_Problems to solve_
1. Print the part of the prescription drug article from "Prescription Drug Use Keeps" up to and including "Examination Survey (NHANES).".
2. Answer these questions about the prescription drug article:
(a) How many adults' data did the researchers analyze?
(b) Which individual drug was the most commonly used in 2011-2012?
(c) Use of sex hormones by women dropped from what percentage to what percentage?

_Excerpt provided_
-- Opening Marker --
Prescription Drug Use Keeps Rising in U.S.
Prescription drug use continues to rise in the U.S., involving almost 60 percent of the adult population in 2012, according to a study published in JAMA.
Researchers at Harvard University's Harvard T.H. Chan School of Public Health evaluated trends in prescription drug use from 1999 to 2012 using data from the National Health and Nutrition Examination Survey (NHANES).
By analyzing data from 37,959 adults, 20 years old and up, they found overall usage increased in the 1999 to 2000 cycle from 51 percent of the population to 59 percent in 2011 to 2012. They also found that people 40 years and older experienced an increase in prescription drug use, while people 20 to 39 years showed no increase.
Use of medications for hypertension rose from 20 to 27 percent, as did medications to treat hyperlipidemia, from 7 to 17 percent largely driven by use of statins to control cholesterol levels. The most commonly used individual drug in 2011-2012 was simvastatin, used by 7.9 percent of the population, compared to only 2 percent in 1999-2000. Use of antidiabetic medications increased from 4.6 to 8.2 percent.
Antidepressant use increased overall from 7 to 13 percent, and narcotic analgesics rose from 3.8 to 5.7 of the adult population.
The use of sex hormones by women dropped from 19 percent to 11 percent, reflecting a decline in the use of noncontraceptive hormones for treating menopause.
-- Closing Marker --
_Provided information_
-- Opening Marker --
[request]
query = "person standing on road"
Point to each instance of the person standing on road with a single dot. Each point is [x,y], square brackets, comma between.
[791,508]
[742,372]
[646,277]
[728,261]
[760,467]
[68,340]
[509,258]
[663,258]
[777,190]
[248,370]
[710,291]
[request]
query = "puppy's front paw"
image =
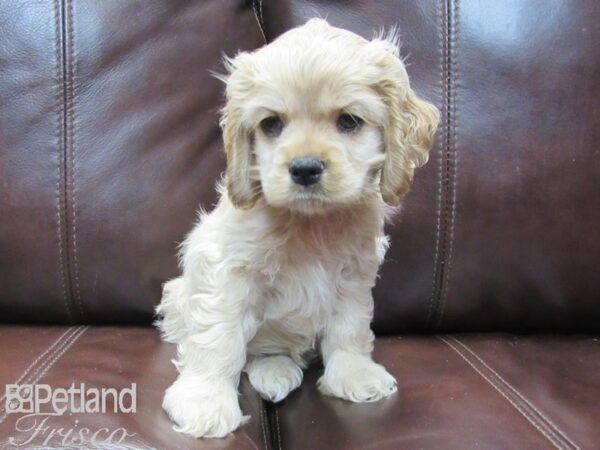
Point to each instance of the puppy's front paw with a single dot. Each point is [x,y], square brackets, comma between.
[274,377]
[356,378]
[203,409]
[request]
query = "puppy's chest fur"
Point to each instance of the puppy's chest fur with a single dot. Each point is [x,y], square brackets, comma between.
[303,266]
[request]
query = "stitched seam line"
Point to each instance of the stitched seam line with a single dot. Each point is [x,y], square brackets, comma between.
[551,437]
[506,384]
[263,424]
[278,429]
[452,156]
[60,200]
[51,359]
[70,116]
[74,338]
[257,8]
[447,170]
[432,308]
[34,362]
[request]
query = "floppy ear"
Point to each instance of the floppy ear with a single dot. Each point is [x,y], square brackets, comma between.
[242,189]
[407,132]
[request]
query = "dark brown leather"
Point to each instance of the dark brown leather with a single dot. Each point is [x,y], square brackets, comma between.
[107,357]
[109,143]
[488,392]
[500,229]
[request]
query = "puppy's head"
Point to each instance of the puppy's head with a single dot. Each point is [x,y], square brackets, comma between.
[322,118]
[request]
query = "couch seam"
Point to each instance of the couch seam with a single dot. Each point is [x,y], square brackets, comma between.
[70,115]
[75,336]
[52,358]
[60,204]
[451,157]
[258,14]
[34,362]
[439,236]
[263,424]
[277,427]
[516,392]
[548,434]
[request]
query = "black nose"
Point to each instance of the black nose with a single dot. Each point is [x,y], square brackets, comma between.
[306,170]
-- Closing Marker --
-- Opening Marker --
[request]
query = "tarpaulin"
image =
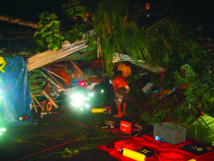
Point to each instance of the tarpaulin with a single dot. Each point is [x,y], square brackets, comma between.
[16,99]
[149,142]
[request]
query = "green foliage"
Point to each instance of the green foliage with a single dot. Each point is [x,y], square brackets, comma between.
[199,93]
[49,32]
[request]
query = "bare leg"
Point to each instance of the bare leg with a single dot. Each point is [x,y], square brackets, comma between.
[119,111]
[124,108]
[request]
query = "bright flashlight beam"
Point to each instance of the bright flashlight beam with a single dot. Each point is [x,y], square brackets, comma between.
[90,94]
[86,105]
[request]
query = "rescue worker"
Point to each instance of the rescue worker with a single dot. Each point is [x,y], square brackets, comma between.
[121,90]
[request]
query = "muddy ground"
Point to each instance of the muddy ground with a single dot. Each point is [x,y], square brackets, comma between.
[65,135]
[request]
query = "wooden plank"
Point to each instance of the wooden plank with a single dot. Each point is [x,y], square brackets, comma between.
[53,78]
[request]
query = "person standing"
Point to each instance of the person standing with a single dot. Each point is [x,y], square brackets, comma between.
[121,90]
-- Closing Marker --
_Solutions_
1.
Prescription Drug Use Keeps Rising in U.S.
Prescription drug use continues to rise in the U.S., involving almost 60 percent of the adult population in 2012, according to a study published in JAMA.
Researchers at Harvard University's Harvard T.H. Chan School of Public Health evaluated trends in prescription drug use from 1999 to 2012 using data from the National Health and Nutrition Examination Survey (NHANES).

2.
(a) 37,959
(b) Simvastatin
(c) From 19 percent to 11 percent